# GIVEN EXERCISE 1
Answer these questions using the excerpt about woods below, one line each.
(a) How old is Mary when she is left alone in the woods?
(b) In what countryside was the writer brought up on walks?
(c) What training is Jon doing?
# GIVEN EXERCISE 2
Pick up the excerpt about woods below after its final sentence and keep writing it.

When he reveals a dreadful secret to her, they are in the
middle of the woods. His revelation is punctuated by the nasty chattering of
squirrels.
Later, eight-year-old Mary is left alone in the pitch-black
woods. Her brother has told her that demons live there.
‘She called, “Daddy! Daddy!” in case he
was hiding behind a tree. But there was no answer. Which way was home in all
this blackness? Something swooped at her and flapped in her hair and she
screamed and hit out, remembering demons…’
You’d think I hate woods, wouldn’t you? And yet I love them!
I was brought up on walks in the Kentish countryside, from the time my little legs
could carry me. Perhaps because of these happy memories, I walk into a wooded
place and my heart finds peace. I walk alone in our local woods and have never
felt safer.
Jon is doing Forest School training and goes off once a week
to make fires, paint mud faces on trees, coppice and whittle things and
generally revel in this fabulous environment. I picture him on these days as a
forest sprite with a hat made from an acorn cup. This past weekend he took me
to one of the sites – a wonderful, unspoilt stretch of heath and ancient
woodland that no one seems to know about – on a beautiful Sunday afternoon, we
had it to ourselves.

# SUPPLIED ENTRIES
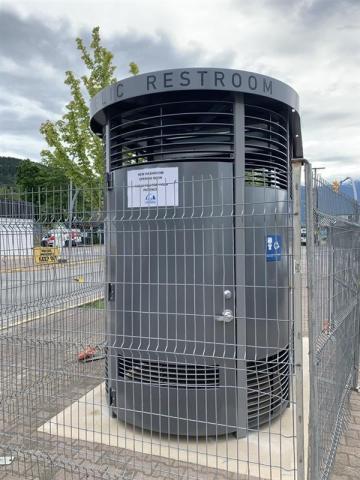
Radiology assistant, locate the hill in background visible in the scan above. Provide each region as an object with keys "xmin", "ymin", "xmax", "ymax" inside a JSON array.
[{"xmin": 0, "ymin": 157, "xmax": 23, "ymax": 185}]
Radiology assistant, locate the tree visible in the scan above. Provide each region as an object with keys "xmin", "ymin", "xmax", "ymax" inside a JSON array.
[{"xmin": 40, "ymin": 27, "xmax": 139, "ymax": 195}]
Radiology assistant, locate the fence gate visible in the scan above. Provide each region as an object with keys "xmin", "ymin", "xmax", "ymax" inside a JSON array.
[{"xmin": 306, "ymin": 165, "xmax": 360, "ymax": 480}]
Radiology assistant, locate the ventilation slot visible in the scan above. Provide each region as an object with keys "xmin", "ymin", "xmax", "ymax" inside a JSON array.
[
  {"xmin": 247, "ymin": 349, "xmax": 289, "ymax": 428},
  {"xmin": 118, "ymin": 355, "xmax": 220, "ymax": 388},
  {"xmin": 245, "ymin": 105, "xmax": 288, "ymax": 189},
  {"xmin": 110, "ymin": 100, "xmax": 234, "ymax": 170}
]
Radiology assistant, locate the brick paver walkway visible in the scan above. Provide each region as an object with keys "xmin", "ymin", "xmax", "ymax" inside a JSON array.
[{"xmin": 331, "ymin": 392, "xmax": 360, "ymax": 480}]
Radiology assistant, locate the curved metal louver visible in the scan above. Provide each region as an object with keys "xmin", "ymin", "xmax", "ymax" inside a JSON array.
[
  {"xmin": 247, "ymin": 349, "xmax": 290, "ymax": 428},
  {"xmin": 110, "ymin": 100, "xmax": 234, "ymax": 170},
  {"xmin": 118, "ymin": 355, "xmax": 220, "ymax": 388},
  {"xmin": 245, "ymin": 105, "xmax": 288, "ymax": 189}
]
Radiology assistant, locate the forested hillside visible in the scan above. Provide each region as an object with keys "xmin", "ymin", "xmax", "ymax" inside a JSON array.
[{"xmin": 0, "ymin": 157, "xmax": 23, "ymax": 185}]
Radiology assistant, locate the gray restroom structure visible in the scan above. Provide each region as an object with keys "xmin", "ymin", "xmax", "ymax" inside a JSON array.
[{"xmin": 91, "ymin": 68, "xmax": 302, "ymax": 437}]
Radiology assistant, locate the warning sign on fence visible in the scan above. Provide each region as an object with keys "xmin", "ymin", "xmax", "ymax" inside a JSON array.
[{"xmin": 34, "ymin": 247, "xmax": 60, "ymax": 265}]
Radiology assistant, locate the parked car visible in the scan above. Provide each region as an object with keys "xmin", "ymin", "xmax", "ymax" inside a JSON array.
[{"xmin": 41, "ymin": 228, "xmax": 82, "ymax": 247}]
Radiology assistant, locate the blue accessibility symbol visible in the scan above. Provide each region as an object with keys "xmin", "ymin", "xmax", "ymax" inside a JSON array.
[{"xmin": 265, "ymin": 235, "xmax": 282, "ymax": 262}]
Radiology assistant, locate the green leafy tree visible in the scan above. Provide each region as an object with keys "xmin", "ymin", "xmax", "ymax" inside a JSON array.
[{"xmin": 40, "ymin": 27, "xmax": 139, "ymax": 196}]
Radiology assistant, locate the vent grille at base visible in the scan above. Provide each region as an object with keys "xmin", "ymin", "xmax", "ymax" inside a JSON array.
[
  {"xmin": 118, "ymin": 355, "xmax": 220, "ymax": 388},
  {"xmin": 247, "ymin": 349, "xmax": 289, "ymax": 426}
]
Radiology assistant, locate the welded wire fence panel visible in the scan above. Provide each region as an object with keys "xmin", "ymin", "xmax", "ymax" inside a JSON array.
[
  {"xmin": 0, "ymin": 181, "xmax": 300, "ymax": 480},
  {"xmin": 307, "ymin": 172, "xmax": 360, "ymax": 479}
]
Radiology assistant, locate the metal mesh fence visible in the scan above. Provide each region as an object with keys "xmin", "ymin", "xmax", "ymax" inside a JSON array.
[
  {"xmin": 307, "ymin": 172, "xmax": 360, "ymax": 479},
  {"xmin": 0, "ymin": 175, "xmax": 301, "ymax": 479},
  {"xmin": 8, "ymin": 162, "xmax": 360, "ymax": 480}
]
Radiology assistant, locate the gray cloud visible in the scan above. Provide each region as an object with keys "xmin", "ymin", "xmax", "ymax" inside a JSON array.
[
  {"xmin": 0, "ymin": 0, "xmax": 360, "ymax": 179},
  {"xmin": 0, "ymin": 10, "xmax": 235, "ymax": 158}
]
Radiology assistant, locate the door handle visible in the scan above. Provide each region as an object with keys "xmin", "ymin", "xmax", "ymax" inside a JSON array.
[{"xmin": 215, "ymin": 309, "xmax": 234, "ymax": 323}]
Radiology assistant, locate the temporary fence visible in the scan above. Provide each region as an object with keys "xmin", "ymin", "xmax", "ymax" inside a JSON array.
[
  {"xmin": 0, "ymin": 164, "xmax": 360, "ymax": 480},
  {"xmin": 306, "ymin": 167, "xmax": 360, "ymax": 480}
]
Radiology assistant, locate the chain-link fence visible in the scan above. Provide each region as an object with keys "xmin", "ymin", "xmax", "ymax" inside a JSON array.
[
  {"xmin": 306, "ymin": 167, "xmax": 360, "ymax": 479},
  {"xmin": 0, "ymin": 166, "xmax": 359, "ymax": 480}
]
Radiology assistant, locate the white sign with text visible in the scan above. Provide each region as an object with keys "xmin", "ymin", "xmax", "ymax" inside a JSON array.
[{"xmin": 127, "ymin": 167, "xmax": 179, "ymax": 208}]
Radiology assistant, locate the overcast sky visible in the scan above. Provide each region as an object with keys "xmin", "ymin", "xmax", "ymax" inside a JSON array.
[{"xmin": 0, "ymin": 0, "xmax": 360, "ymax": 178}]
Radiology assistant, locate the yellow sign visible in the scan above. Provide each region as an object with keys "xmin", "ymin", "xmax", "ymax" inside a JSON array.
[{"xmin": 34, "ymin": 247, "xmax": 60, "ymax": 265}]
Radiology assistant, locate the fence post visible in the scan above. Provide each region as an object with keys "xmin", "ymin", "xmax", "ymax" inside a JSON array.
[
  {"xmin": 292, "ymin": 158, "xmax": 305, "ymax": 480},
  {"xmin": 352, "ymin": 288, "xmax": 360, "ymax": 392},
  {"xmin": 305, "ymin": 163, "xmax": 319, "ymax": 479}
]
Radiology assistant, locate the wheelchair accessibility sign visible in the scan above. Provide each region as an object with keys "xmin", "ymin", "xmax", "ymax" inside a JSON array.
[{"xmin": 266, "ymin": 235, "xmax": 282, "ymax": 262}]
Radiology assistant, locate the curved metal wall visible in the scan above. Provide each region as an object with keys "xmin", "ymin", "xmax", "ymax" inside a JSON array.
[{"xmin": 103, "ymin": 92, "xmax": 290, "ymax": 436}]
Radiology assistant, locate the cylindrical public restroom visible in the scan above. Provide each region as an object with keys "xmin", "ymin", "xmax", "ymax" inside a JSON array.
[{"xmin": 91, "ymin": 68, "xmax": 302, "ymax": 436}]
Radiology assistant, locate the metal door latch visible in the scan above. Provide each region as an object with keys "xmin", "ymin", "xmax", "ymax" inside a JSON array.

# EXERCISE RESULT 1
(a) Eight years old.
(b) The Kentish countryside.
(c) Forest School training.

# EXERCISE RESULT 2
It was idyllic. The chestnuts are so abundant this year that
with every sigh of the wind, they thumped to the ground around us and bounced,
fat and glossy, from their spiky shells. We spent a wonderful afternoon walking
under a canopy of autumn colours and narrowly avoiding chestnut-related head
injuries.
I love woods. So why do they haunt my novel, the heart of
darkness into which Sarah unwittingly wanders?
Of course, sudden inexplicable
fear in woods is the origin of the word ‘panic’, because the ancients believed
it was caused by the god Pan. From the dawn of culture to the Blair Witch Project, woods have been
used as a sinister setting, alive with unseen threats and evil forces.
In Unspeakable Things,
Sarah must explore and confront the unknown – and maybe that’s what the woods
are there for. Enticing at first, they close in around her, fraught with danger.
Will she find her way out? Or will demons get her?
Unspeakable Things
will be published in January.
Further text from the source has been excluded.